-- Exercise description --
Reproduce all of the entries below, changing every "sunbird" to "songbird" and leaving everything else as it is.

-- Task inputs --
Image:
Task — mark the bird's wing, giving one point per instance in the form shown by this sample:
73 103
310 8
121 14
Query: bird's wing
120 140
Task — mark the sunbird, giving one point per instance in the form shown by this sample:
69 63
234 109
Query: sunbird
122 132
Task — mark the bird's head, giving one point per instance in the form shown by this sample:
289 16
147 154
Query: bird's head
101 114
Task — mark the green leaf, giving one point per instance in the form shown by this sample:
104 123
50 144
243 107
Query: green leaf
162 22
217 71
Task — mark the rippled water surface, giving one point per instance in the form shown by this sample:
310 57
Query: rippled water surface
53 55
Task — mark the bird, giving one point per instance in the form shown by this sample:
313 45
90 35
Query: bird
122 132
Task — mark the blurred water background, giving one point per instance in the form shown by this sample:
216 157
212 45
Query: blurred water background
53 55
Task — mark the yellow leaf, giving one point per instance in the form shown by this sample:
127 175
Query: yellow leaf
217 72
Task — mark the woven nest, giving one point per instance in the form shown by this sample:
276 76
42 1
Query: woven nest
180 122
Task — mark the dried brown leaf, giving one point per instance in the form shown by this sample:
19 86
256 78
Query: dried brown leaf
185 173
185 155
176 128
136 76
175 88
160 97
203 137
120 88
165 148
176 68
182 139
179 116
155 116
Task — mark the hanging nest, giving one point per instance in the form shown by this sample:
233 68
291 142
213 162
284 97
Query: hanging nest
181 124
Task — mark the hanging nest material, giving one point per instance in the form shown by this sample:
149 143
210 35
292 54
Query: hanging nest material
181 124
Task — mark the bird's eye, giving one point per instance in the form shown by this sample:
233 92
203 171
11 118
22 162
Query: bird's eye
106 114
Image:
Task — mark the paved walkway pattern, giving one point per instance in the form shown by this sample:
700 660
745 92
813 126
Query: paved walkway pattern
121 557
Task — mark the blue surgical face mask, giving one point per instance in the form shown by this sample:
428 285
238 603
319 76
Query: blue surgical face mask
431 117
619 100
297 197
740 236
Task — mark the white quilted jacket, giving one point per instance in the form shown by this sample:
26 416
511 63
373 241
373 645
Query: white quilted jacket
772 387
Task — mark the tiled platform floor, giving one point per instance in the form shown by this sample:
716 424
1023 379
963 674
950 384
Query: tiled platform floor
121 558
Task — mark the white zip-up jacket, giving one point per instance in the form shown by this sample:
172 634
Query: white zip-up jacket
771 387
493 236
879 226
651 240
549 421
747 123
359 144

-- Output of the task --
Image:
Task — mark the bird's wing, giving one point per instance in the form shown by this sample:
73 103
310 8
121 14
Query: bird's wing
120 140
Task — mark the songbird, giving one point per instance in the form shown by this sample:
69 63
234 109
Query: songbird
122 132
Task — mark the bird's head, giving one point per instance in the form shown by this sample:
289 16
147 154
Query: bird's head
101 114
Task — mark the green leaf, giving one point per instance in the form shown by this sample:
104 123
50 144
243 107
Query: green leaf
162 22
217 71
Task — mark the rippled water surface, giving one point per instance in the form shown by this sample:
310 57
Query: rippled water surface
53 55
Task — mark the bird, giving one point per instance in the form shown by this sample:
313 45
90 35
Query: bird
122 132
Task — mark the blurred water background, giving one point per instance in the form shown by this sample:
216 157
212 45
Query: blurred water background
53 55
Task — mark the yellow leaf, giving one point per instance in the form shown by this sample:
127 175
Query: yellow leaf
217 72
Task — mark the woven nest, giving one point per instance in the form shown by this sample:
276 76
42 1
Query: woven nest
180 122
Task — mark the dried brown leaf, giving one point per instance in the form shown by this sample:
19 86
256 78
Query: dried brown leaf
185 173
185 155
176 128
136 76
175 88
160 97
203 137
120 88
165 148
176 68
182 139
179 116
155 116
Task — mark the hanging nest, giving one point per instance in the form shown by this sample:
233 68
291 142
213 162
284 97
Query: hanging nest
181 124
Task — mark the hanging nest material, giving one point per instance in the form shown by this sample:
149 143
210 35
292 54
Query: hanging nest material
181 124
Task — mark the bird's eye, giving one point per instance in the form shown by this sample:
233 92
203 171
11 118
22 162
Query: bird's eye
106 114
Image:
Task — mark the paved walkway pattern, giving one point per instance in the form shown by this sample:
700 660
745 92
813 126
Query: paved walkway pattern
121 557
Task — mark the blue surgical face mask, giving one point per instance in the form shown by this sample:
428 285
238 603
319 76
Query: blue surgical face mask
431 117
619 100
297 197
740 236
Task — mark the white quilted jacket, giving one point per instance in the form shown by this sample:
26 416
511 63
373 241
373 645
Query: white quilted jacket
772 387
Task — mark the tiled platform floor, giving one point per instance in the form shown by this sample:
716 424
1023 379
963 674
950 384
Query: tiled platform floor
121 558
Task — mark the white zip-up jacket, giving one point per instance in the form shown by this sample:
172 634
Query: white zip-up jacket
771 387
493 236
879 226
651 240
549 421
747 123
359 144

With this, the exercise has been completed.